Beginning with the line containing "of the paved" and ending with the last line, repeat the records exactly.

> _Raw data_
━━━━━━

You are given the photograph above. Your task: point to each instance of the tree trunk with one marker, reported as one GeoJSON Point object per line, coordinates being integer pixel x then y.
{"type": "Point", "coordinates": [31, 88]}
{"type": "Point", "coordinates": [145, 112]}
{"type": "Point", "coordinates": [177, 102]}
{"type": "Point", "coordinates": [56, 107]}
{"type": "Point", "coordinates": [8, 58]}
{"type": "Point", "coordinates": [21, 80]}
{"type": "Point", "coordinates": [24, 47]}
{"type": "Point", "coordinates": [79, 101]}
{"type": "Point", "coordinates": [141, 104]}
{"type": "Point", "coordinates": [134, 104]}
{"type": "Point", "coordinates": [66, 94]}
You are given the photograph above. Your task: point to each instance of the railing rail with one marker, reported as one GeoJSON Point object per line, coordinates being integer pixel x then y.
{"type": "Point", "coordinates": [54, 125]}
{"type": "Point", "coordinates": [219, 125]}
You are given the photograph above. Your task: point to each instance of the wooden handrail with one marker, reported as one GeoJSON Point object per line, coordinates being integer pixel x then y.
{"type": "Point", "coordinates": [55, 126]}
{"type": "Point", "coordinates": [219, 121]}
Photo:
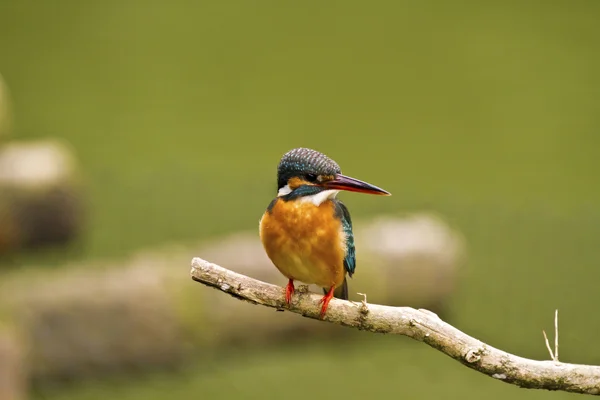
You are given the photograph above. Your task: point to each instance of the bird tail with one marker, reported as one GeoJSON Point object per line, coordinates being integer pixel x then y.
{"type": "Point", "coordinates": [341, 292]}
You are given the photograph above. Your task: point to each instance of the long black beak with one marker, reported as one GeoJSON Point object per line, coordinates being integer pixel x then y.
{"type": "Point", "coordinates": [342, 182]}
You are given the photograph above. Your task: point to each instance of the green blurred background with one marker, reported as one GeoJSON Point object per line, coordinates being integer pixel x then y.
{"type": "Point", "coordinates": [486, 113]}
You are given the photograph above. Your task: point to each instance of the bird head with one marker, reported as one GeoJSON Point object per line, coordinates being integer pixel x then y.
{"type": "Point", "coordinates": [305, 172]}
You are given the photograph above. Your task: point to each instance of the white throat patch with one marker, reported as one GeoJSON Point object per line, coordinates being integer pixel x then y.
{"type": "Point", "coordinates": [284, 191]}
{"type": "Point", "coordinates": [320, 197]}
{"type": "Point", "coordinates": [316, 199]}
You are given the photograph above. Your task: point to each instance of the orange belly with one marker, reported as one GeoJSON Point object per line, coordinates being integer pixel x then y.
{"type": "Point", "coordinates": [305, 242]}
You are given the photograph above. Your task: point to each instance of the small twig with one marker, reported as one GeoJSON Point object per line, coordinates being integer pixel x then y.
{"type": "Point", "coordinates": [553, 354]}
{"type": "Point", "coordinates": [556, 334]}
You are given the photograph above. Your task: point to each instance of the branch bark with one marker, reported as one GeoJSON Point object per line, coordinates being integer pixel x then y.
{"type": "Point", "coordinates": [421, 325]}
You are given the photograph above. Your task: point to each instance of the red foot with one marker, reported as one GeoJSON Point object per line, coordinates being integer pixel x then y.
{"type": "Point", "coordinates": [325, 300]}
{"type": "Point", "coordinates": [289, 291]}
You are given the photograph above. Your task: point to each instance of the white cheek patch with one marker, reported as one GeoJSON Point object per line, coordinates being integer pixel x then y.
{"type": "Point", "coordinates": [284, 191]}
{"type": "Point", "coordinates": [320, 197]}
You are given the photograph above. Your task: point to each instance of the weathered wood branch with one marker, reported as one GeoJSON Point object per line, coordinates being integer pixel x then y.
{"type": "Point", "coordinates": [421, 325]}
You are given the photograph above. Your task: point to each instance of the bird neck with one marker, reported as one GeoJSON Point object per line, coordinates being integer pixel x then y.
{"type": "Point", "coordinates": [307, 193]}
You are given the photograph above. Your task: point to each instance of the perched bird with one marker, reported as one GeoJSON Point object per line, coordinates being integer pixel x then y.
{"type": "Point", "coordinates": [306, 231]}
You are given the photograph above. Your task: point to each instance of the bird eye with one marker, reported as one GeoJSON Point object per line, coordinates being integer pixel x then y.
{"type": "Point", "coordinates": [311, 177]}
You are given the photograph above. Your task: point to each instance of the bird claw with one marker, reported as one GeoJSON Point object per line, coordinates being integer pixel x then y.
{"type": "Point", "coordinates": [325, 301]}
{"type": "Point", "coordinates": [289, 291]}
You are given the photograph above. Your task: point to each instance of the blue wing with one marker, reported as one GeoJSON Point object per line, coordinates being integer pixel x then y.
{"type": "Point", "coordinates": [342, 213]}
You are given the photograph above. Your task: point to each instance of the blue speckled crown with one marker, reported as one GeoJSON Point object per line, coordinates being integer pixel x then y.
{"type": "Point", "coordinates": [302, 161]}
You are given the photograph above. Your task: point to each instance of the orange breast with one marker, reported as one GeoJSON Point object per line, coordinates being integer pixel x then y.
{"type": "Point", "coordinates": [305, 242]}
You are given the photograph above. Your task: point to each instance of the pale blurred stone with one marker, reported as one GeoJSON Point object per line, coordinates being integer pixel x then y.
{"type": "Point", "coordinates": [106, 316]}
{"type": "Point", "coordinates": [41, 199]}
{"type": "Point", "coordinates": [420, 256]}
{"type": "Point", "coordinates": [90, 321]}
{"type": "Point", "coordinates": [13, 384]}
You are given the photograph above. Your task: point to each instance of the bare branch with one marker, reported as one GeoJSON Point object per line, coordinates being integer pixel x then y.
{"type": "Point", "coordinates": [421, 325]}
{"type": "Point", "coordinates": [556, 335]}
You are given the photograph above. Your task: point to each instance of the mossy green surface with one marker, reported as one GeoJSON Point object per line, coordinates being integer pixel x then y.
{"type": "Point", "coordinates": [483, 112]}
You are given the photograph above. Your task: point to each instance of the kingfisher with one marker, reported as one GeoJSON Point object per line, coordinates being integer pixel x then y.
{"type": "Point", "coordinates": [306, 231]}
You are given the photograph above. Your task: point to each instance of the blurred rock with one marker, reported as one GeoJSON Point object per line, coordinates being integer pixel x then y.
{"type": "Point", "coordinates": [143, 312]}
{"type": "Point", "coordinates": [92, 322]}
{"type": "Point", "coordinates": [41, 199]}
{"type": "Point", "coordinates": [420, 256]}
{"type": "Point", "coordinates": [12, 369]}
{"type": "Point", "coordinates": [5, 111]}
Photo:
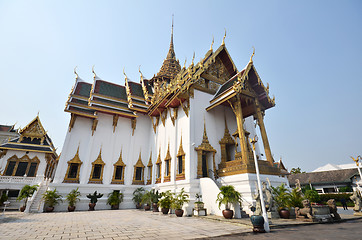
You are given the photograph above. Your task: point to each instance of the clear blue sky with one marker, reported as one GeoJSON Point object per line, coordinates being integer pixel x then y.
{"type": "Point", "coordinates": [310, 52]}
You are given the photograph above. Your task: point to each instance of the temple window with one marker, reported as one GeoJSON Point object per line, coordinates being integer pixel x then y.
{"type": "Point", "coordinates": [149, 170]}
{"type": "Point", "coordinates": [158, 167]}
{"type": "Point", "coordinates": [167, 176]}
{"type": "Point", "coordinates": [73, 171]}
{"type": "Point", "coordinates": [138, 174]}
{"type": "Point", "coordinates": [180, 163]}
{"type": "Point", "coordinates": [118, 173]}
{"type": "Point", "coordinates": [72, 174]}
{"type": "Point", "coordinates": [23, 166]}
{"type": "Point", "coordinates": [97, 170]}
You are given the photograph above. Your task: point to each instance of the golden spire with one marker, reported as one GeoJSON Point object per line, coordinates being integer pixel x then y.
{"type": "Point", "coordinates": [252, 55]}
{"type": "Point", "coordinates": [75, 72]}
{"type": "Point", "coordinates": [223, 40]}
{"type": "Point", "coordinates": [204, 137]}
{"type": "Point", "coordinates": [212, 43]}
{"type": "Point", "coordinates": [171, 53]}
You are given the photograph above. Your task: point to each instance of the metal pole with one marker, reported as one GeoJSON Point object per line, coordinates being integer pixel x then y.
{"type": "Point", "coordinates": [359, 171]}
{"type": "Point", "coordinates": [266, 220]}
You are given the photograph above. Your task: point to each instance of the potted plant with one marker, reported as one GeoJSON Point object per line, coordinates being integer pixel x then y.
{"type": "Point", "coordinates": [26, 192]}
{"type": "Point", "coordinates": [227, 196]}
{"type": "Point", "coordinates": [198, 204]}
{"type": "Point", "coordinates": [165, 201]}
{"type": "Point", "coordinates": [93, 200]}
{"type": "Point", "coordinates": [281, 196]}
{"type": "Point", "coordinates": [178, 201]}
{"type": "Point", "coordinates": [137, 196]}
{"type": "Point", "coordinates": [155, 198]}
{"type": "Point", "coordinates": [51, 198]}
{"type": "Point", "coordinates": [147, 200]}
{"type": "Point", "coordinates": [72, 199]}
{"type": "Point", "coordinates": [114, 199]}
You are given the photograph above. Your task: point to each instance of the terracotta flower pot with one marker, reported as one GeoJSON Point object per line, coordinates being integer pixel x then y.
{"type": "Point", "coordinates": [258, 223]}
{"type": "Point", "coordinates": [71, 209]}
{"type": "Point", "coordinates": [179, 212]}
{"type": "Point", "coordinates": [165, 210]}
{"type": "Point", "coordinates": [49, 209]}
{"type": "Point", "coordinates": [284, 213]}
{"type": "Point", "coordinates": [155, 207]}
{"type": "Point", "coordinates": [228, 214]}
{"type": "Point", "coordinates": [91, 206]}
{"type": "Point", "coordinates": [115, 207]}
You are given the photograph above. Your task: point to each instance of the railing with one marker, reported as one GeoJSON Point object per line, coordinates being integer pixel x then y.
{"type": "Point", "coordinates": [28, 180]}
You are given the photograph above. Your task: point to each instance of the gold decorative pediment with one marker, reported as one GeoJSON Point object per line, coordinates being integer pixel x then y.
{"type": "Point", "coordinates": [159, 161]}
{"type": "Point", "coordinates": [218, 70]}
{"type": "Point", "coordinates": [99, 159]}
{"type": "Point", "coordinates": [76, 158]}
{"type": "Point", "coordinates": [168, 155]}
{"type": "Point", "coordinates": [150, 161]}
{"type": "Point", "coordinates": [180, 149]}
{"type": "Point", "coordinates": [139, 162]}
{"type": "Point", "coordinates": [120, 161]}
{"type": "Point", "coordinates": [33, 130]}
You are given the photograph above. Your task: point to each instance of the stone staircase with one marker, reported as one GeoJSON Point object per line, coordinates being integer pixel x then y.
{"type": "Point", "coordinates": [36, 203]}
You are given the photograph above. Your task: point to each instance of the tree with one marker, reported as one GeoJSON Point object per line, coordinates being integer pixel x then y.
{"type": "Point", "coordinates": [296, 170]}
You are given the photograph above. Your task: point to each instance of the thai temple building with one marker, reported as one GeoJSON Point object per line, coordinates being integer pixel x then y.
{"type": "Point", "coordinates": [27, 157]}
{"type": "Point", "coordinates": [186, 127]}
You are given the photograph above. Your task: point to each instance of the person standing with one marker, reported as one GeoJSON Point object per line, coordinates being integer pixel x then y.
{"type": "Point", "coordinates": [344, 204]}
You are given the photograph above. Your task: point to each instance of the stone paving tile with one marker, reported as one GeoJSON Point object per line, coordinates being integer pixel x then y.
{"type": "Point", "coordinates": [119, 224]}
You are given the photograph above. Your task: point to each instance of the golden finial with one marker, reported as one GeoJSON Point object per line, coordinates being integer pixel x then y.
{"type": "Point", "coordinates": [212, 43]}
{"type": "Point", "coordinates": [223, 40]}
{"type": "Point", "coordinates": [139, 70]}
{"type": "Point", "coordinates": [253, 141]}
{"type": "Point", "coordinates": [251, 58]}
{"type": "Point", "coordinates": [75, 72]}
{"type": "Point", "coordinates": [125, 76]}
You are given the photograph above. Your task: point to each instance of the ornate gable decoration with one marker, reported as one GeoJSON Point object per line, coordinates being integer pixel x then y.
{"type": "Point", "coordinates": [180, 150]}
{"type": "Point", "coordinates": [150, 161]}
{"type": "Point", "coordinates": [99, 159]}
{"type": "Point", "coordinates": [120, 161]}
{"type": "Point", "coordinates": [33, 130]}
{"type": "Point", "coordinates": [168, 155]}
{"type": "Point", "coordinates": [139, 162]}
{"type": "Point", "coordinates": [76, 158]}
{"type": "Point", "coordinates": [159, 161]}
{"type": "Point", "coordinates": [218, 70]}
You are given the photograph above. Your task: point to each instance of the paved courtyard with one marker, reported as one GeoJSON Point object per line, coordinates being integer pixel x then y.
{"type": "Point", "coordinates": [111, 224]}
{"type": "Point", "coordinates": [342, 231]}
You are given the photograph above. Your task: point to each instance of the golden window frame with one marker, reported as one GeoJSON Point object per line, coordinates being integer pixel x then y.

━━━━━━

> _Full answer_
You are given the photograph above. Your task: point to each instance of the paved courtyard with one marker, reported as one GeoJSON Point object per line, coordinates being integer pixel x then y.
{"type": "Point", "coordinates": [111, 224]}
{"type": "Point", "coordinates": [342, 231]}
You are given the photograph above. Your task: point to each instance of the golden window frame with one marker, reported as one GeoJSON Point object per line, coordinates being integer pixel x then y.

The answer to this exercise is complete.